## Instructions to follow
Count up the lines below where the word "negative" shows up, and respond with the number alone.

## Excerpted records

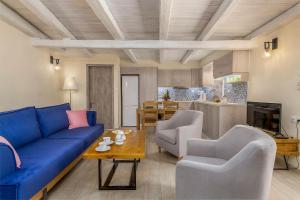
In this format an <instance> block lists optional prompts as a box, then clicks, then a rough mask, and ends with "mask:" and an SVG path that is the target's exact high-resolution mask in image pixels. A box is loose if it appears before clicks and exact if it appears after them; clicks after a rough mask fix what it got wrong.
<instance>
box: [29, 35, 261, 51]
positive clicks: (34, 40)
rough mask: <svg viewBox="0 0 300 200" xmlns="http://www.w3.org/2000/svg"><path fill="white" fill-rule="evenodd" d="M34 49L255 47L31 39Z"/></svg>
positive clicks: (213, 42) (244, 43)
mask: <svg viewBox="0 0 300 200" xmlns="http://www.w3.org/2000/svg"><path fill="white" fill-rule="evenodd" d="M32 45H33V46H35V47H47V48H88V49H192V50H194V49H205V50H247V49H252V48H255V47H257V44H256V42H255V41H253V40H216V41H211V40H210V41H171V40H47V39H38V38H33V39H32Z"/></svg>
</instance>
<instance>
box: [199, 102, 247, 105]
mask: <svg viewBox="0 0 300 200" xmlns="http://www.w3.org/2000/svg"><path fill="white" fill-rule="evenodd" d="M194 102H195V103H199V104H208V105H212V106H246V104H245V103H222V102H220V103H216V102H213V101H194Z"/></svg>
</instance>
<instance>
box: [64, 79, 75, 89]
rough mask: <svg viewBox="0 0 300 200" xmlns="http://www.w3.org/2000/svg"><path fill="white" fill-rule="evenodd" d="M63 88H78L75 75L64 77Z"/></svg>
mask: <svg viewBox="0 0 300 200" xmlns="http://www.w3.org/2000/svg"><path fill="white" fill-rule="evenodd" d="M63 90H78V84H77V82H76V80H75V77H69V78H66V79H65V82H64V86H63Z"/></svg>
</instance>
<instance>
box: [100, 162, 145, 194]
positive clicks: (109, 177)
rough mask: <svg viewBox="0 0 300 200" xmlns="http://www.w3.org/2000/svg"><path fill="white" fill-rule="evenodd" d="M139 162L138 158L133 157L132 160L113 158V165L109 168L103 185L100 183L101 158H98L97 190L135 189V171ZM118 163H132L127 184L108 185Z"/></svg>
mask: <svg viewBox="0 0 300 200" xmlns="http://www.w3.org/2000/svg"><path fill="white" fill-rule="evenodd" d="M139 162H140V159H134V160H115V159H113V163H114V165H113V167H112V168H111V170H110V172H109V174H108V176H107V178H106V180H105V182H104V185H102V173H101V168H102V167H101V159H98V181H99V186H98V187H99V190H136V171H137V166H138V163H139ZM119 163H132V164H133V166H132V170H131V176H130V180H129V185H122V186H117V185H114V186H110V185H109V184H110V182H111V180H112V178H113V176H114V174H115V171H116V169H117V167H118V164H119Z"/></svg>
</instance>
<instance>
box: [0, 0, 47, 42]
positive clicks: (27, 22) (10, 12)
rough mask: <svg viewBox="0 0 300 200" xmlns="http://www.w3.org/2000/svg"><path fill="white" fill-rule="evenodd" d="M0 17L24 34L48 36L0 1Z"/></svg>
mask: <svg viewBox="0 0 300 200" xmlns="http://www.w3.org/2000/svg"><path fill="white" fill-rule="evenodd" d="M0 19H2V20H3V21H5V22H6V23H8V24H10V25H12V26H14V27H15V28H17V29H19V30H20V31H22V32H24V33H25V34H27V35H29V36H32V37H37V38H43V39H45V38H49V37H48V36H47V35H46V34H44V33H43V32H41V31H40V30H38V29H37V28H36V27H34V26H33V25H32V24H30V23H29V22H28V21H26V20H25V19H24V18H23V17H21V16H20V15H18V14H17V13H16V12H15V11H13V10H12V9H10V8H9V7H7V6H6V5H5V4H3V3H2V2H1V1H0Z"/></svg>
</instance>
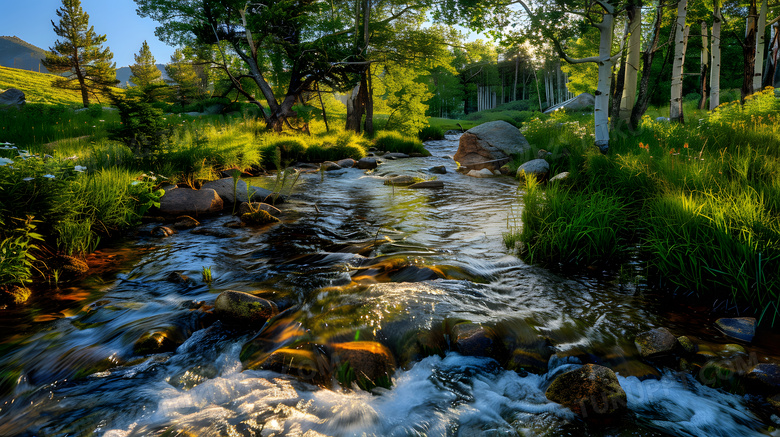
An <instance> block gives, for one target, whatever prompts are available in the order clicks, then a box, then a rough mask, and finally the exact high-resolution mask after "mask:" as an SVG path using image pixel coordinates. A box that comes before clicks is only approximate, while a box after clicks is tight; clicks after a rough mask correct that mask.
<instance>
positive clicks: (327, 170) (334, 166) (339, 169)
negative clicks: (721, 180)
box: [320, 161, 341, 171]
mask: <svg viewBox="0 0 780 437" xmlns="http://www.w3.org/2000/svg"><path fill="white" fill-rule="evenodd" d="M320 170H322V171H334V170H341V166H340V165H338V164H336V163H335V162H333V161H325V162H323V163H322V164H320Z"/></svg>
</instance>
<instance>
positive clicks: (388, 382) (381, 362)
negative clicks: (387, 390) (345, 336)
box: [331, 341, 395, 390]
mask: <svg viewBox="0 0 780 437" xmlns="http://www.w3.org/2000/svg"><path fill="white" fill-rule="evenodd" d="M331 347H332V349H333V352H332V353H331V362H332V363H333V369H334V372H335V374H336V377H337V379H338V380H339V382H340V383H341V384H342V385H344V386H346V387H350V386H351V385H352V383H353V382H354V383H357V385H358V387H360V388H362V389H363V390H371V389H372V388H374V387H384V388H390V385H391V384H392V381H391V378H392V376H393V373H395V359H394V358H393V355H392V353H391V352H390V350H389V349H388V348H387V347H385V346H384V345H382V344H381V343H377V342H374V341H353V342H348V343H335V344H332V345H331Z"/></svg>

## Final answer
2